## Start Data to use

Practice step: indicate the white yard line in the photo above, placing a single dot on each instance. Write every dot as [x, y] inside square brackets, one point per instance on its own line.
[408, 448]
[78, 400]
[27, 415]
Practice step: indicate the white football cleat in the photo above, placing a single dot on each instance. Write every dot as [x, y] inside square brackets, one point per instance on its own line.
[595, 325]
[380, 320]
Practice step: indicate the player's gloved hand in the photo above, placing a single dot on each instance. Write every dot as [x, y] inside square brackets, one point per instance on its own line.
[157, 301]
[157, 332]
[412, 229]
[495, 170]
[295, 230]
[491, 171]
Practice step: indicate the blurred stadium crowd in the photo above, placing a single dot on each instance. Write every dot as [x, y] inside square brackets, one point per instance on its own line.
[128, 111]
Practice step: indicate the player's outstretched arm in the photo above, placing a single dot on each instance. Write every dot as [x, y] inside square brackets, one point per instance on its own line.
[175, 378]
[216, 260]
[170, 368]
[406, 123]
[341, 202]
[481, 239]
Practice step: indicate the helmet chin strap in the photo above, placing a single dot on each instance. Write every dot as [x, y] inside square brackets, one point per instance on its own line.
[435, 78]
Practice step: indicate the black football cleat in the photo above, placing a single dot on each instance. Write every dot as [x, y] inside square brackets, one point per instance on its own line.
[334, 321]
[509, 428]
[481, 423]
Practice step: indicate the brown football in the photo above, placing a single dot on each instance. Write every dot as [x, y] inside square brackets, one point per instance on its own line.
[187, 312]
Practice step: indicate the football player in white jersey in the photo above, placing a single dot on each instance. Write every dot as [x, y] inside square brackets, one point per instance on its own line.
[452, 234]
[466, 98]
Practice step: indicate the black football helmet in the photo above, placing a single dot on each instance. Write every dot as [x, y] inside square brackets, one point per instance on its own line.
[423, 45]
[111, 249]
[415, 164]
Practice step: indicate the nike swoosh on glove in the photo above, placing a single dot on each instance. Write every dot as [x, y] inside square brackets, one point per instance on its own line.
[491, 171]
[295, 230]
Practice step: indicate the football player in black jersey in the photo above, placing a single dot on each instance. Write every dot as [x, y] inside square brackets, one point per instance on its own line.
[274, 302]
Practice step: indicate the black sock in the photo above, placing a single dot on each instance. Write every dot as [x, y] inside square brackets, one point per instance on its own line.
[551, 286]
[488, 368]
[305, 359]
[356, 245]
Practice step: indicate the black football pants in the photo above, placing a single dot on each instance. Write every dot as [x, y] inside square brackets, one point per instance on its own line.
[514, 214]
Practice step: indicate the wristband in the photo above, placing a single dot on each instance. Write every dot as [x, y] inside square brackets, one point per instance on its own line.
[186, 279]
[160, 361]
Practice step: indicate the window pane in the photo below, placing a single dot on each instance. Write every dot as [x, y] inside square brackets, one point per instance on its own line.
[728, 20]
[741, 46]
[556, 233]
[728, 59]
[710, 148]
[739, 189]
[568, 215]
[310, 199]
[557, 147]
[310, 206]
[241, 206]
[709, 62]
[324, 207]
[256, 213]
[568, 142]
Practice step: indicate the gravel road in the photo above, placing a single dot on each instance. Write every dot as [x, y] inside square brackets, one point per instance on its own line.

## End Data to use

# [To be done]
Copy the records from the line with "Practice step: indicate the black sock" through the end of the records, both ends included and requests unchanged. Shift every answer coordinate, x and y alike, by adding 67.

# [Final result]
Practice step: indicate the black sock in the photo above, placing a single dot on each instance. Write every dot as [x, y] inside square brackets, one point per instance on its own line.
[618, 353]
[555, 435]
[372, 426]
[423, 312]
Practice step: indicate the black football pants in the photo above, placing a single dot on each instance. Write every dot as [x, y] inside square brackets, one point per instance on its own line.
[581, 281]
Practice step: indicate the wristband in the photo above, placing a single dot on each instance. Write every dot as [x, y] inside square brackets, one point per instance on its own line.
[253, 346]
[227, 428]
Practice step: indicate the window pane in the photo below, placing a single dot on each instance. Write every dot as [x, y] inside square brackets, one point per instance on its own line.
[795, 87]
[808, 113]
[623, 300]
[795, 126]
[777, 215]
[806, 256]
[635, 282]
[377, 266]
[624, 214]
[377, 273]
[308, 273]
[776, 129]
[391, 274]
[323, 280]
[635, 209]
Practice step: indicate the gravel road in the photo above, placing a single dot on each instance. Write every dot as [x, y] inside square brackets, one point per instance on its own line.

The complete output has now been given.